Copy every one of the records below word for word, without changing a single line.

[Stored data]

● ● ● ● ●

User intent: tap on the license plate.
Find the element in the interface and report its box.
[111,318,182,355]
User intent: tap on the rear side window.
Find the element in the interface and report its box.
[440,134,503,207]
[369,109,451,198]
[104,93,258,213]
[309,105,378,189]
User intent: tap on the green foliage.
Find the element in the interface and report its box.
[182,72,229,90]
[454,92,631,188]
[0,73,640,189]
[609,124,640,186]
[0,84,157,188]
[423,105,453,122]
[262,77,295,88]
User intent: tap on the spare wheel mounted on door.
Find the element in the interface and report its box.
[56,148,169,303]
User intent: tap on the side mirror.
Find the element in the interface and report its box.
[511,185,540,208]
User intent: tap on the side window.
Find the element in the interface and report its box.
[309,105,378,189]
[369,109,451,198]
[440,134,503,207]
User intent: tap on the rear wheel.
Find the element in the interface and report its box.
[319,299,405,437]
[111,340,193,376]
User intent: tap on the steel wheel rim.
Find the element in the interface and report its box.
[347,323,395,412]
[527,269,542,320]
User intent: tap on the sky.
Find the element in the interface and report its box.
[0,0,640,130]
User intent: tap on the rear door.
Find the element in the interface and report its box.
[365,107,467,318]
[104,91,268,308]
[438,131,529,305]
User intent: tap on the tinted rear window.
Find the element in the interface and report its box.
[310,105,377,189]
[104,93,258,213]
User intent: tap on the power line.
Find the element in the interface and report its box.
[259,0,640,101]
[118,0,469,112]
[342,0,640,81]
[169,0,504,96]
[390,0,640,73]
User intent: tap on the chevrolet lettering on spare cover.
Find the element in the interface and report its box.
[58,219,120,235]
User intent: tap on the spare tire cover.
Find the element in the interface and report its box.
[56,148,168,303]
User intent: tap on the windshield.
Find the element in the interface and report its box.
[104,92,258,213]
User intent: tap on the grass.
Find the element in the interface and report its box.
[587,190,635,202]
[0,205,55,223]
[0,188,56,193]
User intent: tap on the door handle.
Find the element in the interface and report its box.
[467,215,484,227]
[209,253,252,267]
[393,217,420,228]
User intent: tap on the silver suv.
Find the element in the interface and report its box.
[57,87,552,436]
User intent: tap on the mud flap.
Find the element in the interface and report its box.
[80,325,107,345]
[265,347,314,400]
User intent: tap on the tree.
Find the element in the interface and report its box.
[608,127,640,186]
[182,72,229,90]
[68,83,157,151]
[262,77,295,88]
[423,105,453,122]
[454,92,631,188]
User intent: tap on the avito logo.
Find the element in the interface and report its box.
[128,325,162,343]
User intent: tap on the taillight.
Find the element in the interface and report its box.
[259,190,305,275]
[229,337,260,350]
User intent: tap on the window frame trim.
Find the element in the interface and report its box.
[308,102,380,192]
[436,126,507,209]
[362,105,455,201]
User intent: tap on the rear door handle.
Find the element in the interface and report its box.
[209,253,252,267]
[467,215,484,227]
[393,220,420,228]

● ● ● ● ●

» **The completed task**
User intent: tap on the license plate.
Find the element in the interface and report its box.
[111,318,182,355]
User intent: tap on the rear side window.
Find the element in the interface and report its box.
[440,134,503,207]
[369,109,451,198]
[104,93,258,213]
[309,105,378,189]
User intent: tap on the green foliage.
Find the element in the interface and report its box.
[182,72,229,90]
[454,92,631,188]
[0,73,640,189]
[609,124,640,186]
[0,84,157,188]
[423,105,453,122]
[262,77,295,88]
User intent: tap on the spare wheel mounted on door.
Find the element in the interface and report its box.
[56,148,169,303]
User intent: tap on the side mirror.
Find the element in the interface and report its box.
[511,185,540,208]
User intent: tap on the side window.
Find the element in the interface and report its box.
[309,105,378,189]
[369,109,451,198]
[440,134,503,207]
User intent: tap on the rear wheel.
Find the element in the interface and report its box.
[319,299,405,437]
[111,340,193,376]
User intent: tap on the steel wheel rim.
Find the element in the interface and report its box.
[347,323,395,412]
[527,269,542,320]
User intent: tap on the sky.
Find the element in the interface and report its box.
[0,0,640,130]
User intent: tap on the rear door.
Find the element in the interface and report its box.
[365,107,467,318]
[104,91,268,308]
[438,131,529,305]
User intent: tap on the tinted rear window.
Find the element in the interface and report its box.
[310,105,377,189]
[104,93,258,213]
User intent: tap on the power line.
Find the element in the interface and report its box.
[259,0,640,101]
[118,0,469,112]
[342,0,640,81]
[169,0,504,96]
[390,0,640,73]
User intent: tap on the chevrolet lettering on spare cover.
Find the element in the interface and report its box.
[58,219,120,235]
User intent: tap on the spare tire cover.
Find the element in the interface and report its box.
[56,148,168,303]
User intent: tap on the windshield.
Find the element in the interface and report its box.
[104,92,258,213]
User intent: tap on the grass.
Find the element in the interface and report its box.
[587,190,635,202]
[0,205,55,223]
[0,188,56,193]
User intent: tap on the door handle.
Find the element in the interface and report its box.
[467,215,484,227]
[209,253,252,267]
[393,217,420,228]
User intent: tap on the silver suv.
Find the element in the interface and report its box.
[57,87,552,436]
User intent: tap on the mud flap.
Find the element in the interface and report its box.
[80,325,107,345]
[265,347,314,400]
User intent: tap on the tree.
Find the element in the interface and report its box.
[608,127,640,186]
[182,72,229,90]
[68,83,157,151]
[262,77,295,88]
[423,105,453,122]
[454,92,631,188]
User intent: tap on the avito logo.
Find the element in the interface and report its box.
[128,325,162,343]
User intent: tap on the taillight.
Find the element in the interface and report its box.
[259,190,305,275]
[229,337,260,350]
User intent: tap on the window frame trim.
Find the element in the interface and report its box.
[308,102,380,192]
[436,126,507,209]
[362,105,455,201]
User intent: tap on the rear door handle.
Find the element in the interface and report its box.
[209,253,252,267]
[467,215,484,227]
[393,220,420,228]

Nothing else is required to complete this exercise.